= Task 1 =
Collect every line in the records below that contains the string "industrial".

___ Source text

Honduras Open

Tournament information
- Location: Tela, Honduras
- Established: 2015
- Courses: Indura Beach and Golf Resort
- Par: 72
- Tour: PGA Tour Latinoamérica
- Format: Stroke play
- Prize fund: US$175,000
- Month played: March
- Final year: 2017

Tournament record score
- Aggregate: 267 Felipe Velázquez (2015)
- To par: −21 as above

Final champion
- Patrick Newcomb

Location map
- Indura Beach and Golf Resort Location in Honduras

= Honduras Open =

The Honduras Open was a golf tournament on the PGA Tour Latinoamérica between 2015 and 2017. The tournament was first played in 2015 with the inaugural winner being Venezuelan Felipe Velázquez.

______
___ Supplied records

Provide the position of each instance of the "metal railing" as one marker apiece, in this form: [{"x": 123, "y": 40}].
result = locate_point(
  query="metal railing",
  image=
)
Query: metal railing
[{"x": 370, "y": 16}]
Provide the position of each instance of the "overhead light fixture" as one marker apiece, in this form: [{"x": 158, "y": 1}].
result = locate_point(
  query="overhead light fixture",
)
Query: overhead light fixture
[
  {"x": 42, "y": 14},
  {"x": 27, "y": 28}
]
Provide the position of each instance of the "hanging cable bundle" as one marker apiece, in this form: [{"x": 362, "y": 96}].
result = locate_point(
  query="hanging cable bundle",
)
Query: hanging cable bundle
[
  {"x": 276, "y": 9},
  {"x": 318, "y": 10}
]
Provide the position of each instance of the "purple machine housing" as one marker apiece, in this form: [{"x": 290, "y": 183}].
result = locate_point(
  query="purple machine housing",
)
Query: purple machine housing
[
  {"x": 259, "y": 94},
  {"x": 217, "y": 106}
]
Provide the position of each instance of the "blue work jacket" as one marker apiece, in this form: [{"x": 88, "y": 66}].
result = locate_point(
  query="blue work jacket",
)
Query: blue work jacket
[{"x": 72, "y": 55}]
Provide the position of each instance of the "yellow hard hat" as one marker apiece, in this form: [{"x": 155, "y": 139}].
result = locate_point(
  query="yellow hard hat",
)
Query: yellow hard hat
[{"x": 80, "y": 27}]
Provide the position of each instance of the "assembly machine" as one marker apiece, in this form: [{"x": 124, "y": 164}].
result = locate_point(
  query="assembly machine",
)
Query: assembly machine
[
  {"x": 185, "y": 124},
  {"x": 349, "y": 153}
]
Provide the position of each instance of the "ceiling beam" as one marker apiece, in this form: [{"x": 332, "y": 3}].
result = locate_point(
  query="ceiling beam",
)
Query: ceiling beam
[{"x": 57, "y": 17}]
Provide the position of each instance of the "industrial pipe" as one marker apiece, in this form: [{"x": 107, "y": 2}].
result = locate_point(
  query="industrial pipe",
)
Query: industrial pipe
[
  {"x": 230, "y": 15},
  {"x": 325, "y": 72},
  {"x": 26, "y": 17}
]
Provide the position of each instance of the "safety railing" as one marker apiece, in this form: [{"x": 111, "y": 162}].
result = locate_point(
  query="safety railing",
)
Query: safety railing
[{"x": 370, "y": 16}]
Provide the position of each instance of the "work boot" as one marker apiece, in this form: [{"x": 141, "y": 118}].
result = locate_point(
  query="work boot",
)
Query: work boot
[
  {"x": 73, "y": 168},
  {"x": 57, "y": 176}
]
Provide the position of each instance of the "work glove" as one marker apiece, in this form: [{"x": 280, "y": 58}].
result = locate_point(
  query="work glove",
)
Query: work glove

______

= Task 2 =
Reproduce the Honduras Open text above in full, word for word.

= Result 1 =
Provide the position of each instance of the "industrial pipe" as one marker apiece, in this form: [{"x": 107, "y": 2}].
  query="industrial pipe",
Query: industrial pipe

= Result 2 =
Honduras Open

Tournament information
- Location: Tela, Honduras
- Established: 2015
- Courses: Indura Beach and Golf Resort
- Par: 72
- Tour: PGA Tour Latinoamérica
- Format: Stroke play
- Prize fund: US$175,000
- Month played: March
- Final year: 2017

Tournament record score
- Aggregate: 267 Felipe Velázquez (2015)
- To par: −21 as above

Final champion
- Patrick Newcomb

Location map
- Indura Beach and Golf Resort Location in Honduras

= Honduras Open =

The Honduras Open was a golf tournament on the PGA Tour Latinoamérica between 2015 and 2017. The tournament was first played in 2015 with the inaugural winner being Venezuelan Felipe Velázquez.